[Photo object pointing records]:
= = = =

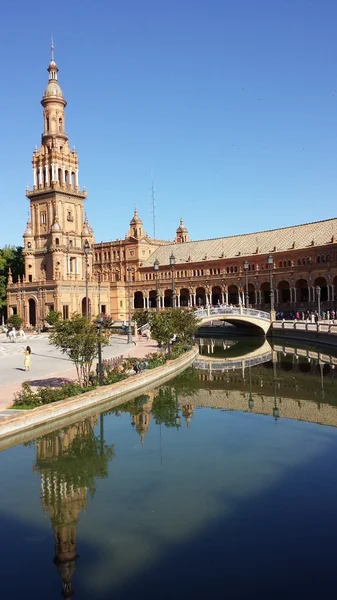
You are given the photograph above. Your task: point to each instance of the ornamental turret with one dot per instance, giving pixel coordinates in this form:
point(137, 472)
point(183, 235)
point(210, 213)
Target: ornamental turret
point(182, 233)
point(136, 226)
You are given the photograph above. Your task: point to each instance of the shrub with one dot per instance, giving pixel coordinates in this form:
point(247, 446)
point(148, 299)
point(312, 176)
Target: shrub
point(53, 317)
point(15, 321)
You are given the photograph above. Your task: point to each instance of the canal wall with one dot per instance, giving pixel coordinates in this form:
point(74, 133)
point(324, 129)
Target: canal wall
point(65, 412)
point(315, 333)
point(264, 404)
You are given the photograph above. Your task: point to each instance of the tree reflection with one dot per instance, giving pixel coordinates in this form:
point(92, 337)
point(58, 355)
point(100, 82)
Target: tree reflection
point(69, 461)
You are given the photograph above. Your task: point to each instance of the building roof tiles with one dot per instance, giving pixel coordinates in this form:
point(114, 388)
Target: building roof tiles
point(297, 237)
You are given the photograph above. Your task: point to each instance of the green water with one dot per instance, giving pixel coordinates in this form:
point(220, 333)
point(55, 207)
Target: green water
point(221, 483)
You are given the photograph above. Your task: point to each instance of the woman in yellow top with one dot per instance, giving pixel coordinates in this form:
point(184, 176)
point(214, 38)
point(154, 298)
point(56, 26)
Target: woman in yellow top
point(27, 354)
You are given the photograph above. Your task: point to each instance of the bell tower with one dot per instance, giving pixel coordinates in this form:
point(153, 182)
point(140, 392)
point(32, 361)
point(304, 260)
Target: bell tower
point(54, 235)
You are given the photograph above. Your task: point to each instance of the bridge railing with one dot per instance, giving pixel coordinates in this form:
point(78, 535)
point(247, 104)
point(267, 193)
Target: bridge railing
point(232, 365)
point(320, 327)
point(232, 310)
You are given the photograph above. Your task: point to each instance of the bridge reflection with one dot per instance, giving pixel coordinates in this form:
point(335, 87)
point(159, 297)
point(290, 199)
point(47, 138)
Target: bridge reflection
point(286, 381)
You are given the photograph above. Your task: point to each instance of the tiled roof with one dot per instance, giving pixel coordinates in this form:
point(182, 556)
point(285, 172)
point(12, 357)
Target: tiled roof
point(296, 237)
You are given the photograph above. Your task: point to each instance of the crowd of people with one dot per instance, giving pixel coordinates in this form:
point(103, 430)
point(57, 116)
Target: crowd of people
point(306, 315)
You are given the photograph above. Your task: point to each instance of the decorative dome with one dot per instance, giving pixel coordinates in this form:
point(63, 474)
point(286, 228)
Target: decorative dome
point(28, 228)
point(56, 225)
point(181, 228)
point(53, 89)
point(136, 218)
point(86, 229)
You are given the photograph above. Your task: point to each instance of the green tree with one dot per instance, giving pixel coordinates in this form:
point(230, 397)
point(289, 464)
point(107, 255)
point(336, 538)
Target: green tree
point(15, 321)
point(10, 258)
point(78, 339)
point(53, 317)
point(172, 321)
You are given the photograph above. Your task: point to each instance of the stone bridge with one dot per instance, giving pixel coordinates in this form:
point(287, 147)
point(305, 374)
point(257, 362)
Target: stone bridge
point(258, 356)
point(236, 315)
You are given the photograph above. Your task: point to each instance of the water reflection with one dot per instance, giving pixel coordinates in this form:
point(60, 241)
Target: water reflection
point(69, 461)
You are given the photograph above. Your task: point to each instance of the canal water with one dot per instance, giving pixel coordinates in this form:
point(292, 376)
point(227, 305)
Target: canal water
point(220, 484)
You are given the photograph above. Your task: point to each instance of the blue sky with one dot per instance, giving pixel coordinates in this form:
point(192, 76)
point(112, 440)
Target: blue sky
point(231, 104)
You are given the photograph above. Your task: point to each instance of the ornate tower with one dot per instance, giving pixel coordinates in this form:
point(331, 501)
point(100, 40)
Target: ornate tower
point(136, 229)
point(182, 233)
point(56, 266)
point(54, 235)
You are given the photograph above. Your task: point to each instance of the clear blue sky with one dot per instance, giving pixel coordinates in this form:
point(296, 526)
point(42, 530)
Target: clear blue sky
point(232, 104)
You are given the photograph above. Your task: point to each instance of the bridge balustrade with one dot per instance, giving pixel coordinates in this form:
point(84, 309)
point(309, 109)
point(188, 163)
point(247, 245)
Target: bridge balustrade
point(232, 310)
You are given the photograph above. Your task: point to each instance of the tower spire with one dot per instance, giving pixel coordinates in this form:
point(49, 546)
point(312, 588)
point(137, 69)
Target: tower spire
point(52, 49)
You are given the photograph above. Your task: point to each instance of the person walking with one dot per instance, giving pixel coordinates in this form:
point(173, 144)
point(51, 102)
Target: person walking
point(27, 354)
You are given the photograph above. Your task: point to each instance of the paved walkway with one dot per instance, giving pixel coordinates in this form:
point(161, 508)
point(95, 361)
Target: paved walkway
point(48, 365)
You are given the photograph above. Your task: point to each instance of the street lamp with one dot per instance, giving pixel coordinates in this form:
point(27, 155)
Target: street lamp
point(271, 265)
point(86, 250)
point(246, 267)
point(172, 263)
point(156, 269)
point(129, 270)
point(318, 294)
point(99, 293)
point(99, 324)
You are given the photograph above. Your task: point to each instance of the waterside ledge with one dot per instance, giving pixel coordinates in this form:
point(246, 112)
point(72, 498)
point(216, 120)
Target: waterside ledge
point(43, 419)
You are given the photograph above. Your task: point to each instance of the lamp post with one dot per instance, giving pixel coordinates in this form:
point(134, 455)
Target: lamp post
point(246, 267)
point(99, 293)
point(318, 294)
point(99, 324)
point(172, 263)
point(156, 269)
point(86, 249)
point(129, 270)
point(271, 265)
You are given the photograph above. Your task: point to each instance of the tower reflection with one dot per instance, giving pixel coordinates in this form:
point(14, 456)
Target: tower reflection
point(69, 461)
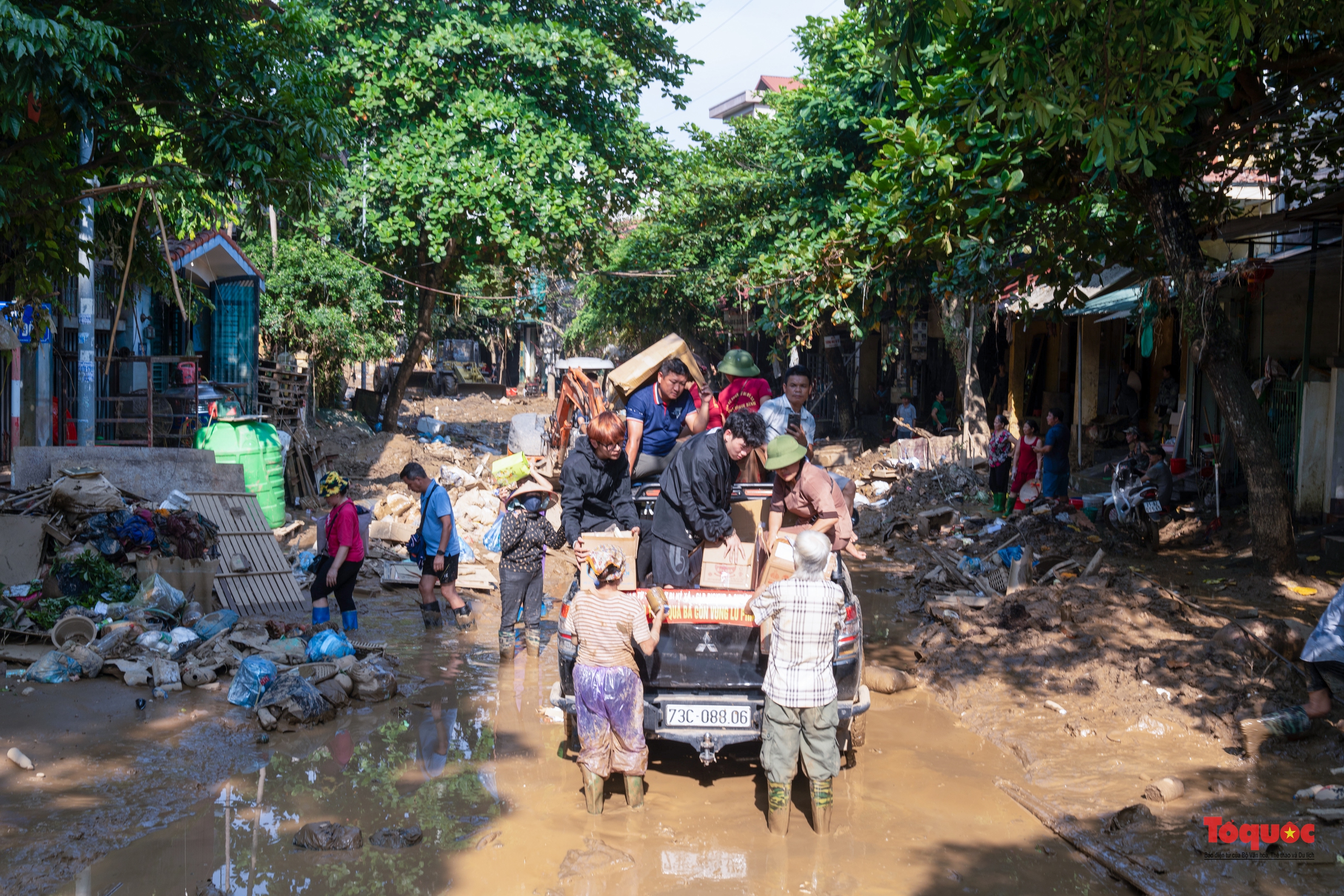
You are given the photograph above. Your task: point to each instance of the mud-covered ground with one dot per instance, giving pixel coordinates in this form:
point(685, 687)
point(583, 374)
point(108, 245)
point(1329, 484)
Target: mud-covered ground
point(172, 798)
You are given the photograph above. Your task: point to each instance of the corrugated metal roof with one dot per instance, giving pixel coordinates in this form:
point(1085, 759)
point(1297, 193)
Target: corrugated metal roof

= = = =

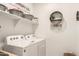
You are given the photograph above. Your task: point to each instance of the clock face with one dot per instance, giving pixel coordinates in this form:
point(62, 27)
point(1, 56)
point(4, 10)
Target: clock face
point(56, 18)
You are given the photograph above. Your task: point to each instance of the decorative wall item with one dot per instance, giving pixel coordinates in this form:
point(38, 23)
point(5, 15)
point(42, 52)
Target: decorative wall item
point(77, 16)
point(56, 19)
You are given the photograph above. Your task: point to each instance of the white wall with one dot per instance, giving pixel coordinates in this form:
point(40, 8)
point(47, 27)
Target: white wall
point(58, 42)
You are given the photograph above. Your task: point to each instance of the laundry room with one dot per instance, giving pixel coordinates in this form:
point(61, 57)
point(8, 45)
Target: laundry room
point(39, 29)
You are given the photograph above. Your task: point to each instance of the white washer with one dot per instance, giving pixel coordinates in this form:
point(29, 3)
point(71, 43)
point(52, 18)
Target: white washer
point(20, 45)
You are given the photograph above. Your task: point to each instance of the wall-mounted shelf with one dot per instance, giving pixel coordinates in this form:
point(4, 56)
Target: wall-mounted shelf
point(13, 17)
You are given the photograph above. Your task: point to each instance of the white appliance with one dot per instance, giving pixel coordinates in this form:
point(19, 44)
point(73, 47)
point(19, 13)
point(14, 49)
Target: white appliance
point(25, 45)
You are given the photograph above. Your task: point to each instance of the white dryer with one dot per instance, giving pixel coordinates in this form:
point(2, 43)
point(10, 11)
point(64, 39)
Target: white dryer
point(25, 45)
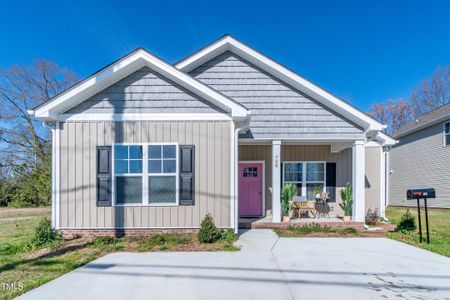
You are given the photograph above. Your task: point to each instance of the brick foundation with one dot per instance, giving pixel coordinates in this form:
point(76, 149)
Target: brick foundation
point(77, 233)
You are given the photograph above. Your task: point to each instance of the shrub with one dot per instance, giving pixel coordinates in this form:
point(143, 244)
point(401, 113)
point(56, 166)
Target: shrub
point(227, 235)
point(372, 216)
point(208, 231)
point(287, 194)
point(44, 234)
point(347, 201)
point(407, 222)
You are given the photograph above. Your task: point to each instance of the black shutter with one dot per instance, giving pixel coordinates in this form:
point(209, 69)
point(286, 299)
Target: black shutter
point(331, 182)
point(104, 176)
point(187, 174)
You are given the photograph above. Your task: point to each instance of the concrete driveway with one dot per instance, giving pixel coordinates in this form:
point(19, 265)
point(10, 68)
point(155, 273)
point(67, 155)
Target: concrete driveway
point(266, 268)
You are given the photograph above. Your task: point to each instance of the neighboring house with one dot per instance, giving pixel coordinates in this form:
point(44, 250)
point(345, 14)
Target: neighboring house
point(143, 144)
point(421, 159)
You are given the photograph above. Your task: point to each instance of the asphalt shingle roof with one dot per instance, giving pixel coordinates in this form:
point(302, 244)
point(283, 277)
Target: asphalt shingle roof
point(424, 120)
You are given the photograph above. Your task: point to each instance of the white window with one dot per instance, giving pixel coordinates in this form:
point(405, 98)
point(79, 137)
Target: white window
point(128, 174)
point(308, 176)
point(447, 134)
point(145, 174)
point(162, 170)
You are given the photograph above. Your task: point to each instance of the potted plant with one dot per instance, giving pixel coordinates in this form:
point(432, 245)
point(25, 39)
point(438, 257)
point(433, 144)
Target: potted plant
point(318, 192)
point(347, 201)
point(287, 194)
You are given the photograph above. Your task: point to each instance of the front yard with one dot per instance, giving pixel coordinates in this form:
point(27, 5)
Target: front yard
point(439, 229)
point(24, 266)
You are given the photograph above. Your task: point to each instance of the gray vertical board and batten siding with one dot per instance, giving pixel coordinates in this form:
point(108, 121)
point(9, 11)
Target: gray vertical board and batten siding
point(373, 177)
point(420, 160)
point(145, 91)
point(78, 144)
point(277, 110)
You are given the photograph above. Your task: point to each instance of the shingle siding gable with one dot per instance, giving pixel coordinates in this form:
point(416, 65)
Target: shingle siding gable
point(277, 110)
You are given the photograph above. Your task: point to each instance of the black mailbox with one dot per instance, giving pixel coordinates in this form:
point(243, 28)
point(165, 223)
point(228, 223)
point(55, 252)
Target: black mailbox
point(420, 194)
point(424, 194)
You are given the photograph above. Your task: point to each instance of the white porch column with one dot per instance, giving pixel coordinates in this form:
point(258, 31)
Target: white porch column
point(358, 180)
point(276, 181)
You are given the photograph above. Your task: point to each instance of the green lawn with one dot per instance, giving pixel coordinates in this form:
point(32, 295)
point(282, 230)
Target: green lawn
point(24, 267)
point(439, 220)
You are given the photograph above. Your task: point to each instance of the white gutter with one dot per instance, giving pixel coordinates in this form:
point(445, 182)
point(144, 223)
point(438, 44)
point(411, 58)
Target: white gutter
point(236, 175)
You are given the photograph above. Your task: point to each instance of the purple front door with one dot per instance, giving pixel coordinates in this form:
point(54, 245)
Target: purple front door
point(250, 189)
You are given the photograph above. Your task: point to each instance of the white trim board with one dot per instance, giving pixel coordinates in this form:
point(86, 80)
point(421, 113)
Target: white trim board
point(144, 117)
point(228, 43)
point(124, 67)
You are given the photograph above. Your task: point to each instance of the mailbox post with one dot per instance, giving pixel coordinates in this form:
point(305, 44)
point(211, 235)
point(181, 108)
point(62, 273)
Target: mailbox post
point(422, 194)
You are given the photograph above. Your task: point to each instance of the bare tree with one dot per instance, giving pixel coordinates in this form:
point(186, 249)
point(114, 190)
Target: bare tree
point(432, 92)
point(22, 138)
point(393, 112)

= = = =

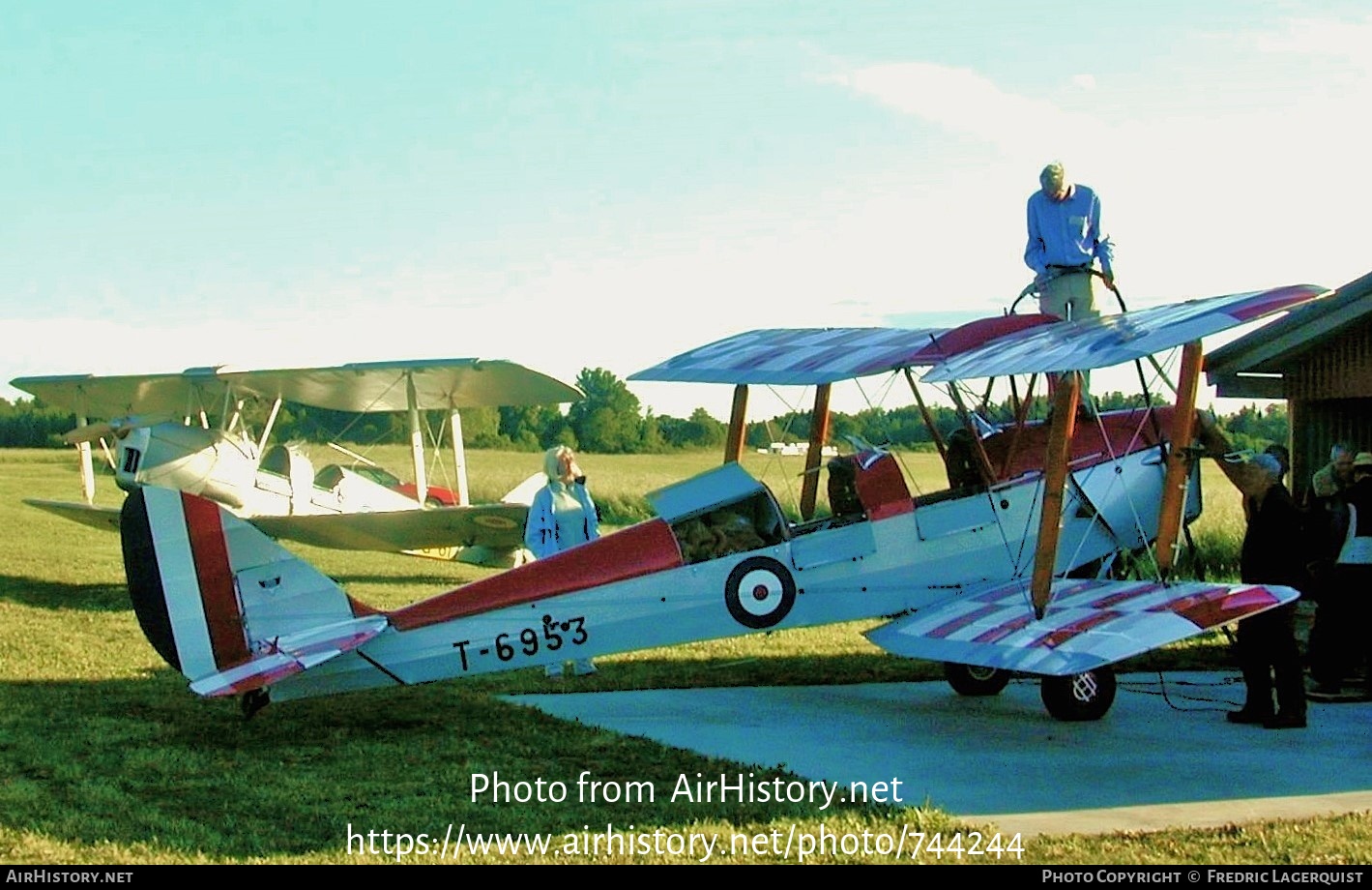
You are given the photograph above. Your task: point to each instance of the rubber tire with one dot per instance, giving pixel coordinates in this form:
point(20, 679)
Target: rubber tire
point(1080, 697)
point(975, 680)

= = = =

[Exercise task]: Output the lines from the one containing "the white porch" through the one containing "point(276, 181)", both included, reproducing them without any change.

[Output]:
You are given the photograph above. Your task: point to each instance of the white porch column with one dot per instance, giving pixel coordinates in this form:
point(258, 31)
Target: white porch column
point(358, 180)
point(276, 181)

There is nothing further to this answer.